▸ **What you will do**: Extend the Senate bill report on enlarging the state investment board, starting right after its final sentence.

▸ **Text provided**:

◇ ◇ ◇ ◇

SENATE BILL REPORT

 

                            SB 5285

 

AS REPORTED BY COMMITTEE ON LABOR & COMMERCE, FEBRUARY 26, 1993

 

 

Brief Description:  Enlarging the state investment board.

 

SPONSORS: Senators Gaspard, Moore and von Reichbauer

 

SENATE COMMITTEE ON LABOR & COMMERCE

 

Majority Report:  That Substitute Senate Bill No. 5285 be substituted therefor, and the substitute bill do pass. 

     Signed by Senators Moore, Chairman; Amondson, Cantu, Fraser, McAuliffe, Newhouse, Pelz, and Vognild.

 

Staff:  Benson Porter (786‑7470)

 

Hearing Dates: February 11, 1993; February 26, 1993

 

 

BACKGROUND:

 

The State Investment Board is responsible for the investment of certain state trust and retirement system funds.  The board is composed of 14 members, nine of whom vote and five of whom act in an advisory capacity regarding investments.  The voting board members represent certain retirement plans, state agencies, the State Treasurer, and the Legislature. 

 

With regards to the legislative representation, the Speaker of the House of Representatives and the President of the Senate each appoint one member to represent the House and Senate.  Legislative members serve two-year terms and may not serve as chairperson or vice chairperson.

◇ ◇ ◇ ◇

▸ **Listed entries**:
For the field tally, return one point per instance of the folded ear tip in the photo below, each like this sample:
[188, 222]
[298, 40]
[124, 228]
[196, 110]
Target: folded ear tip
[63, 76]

◇ ◇ ◇ ◇

▸ **Result**:
 

SUMMARY:

 

The State Investment Board is increased from 14 to 16 members.  Eleven of these members are authorized to vote on matters before the board.  The two additional members increase the total legislative representation to four members.  The majority and minority caucuses in both the House and Senate each are authorized to appoint one member.

 

EFFECT OF PROPOSED SUBSTITUTE:

 

The quorum requirement for the State Investment Board to transact business is raised from five to six members.

 

Appropriation:  none

 

Revenue:  none

 

Fiscal Note:  available

 

TESTIMONY FOR:  None

 

TESTIMONY AGAINST:

 

If the intent of the proposal is to further communications between the board and the Legislature, other alternatives are available.  In light of past experience, lack of attendance could make the board's ability to transact business difficult in the event of the lack of attendance at a meeting.  Lastly, the addition of new voting members would diminish the numerical presence of the pension fund representatives who already sit on the board.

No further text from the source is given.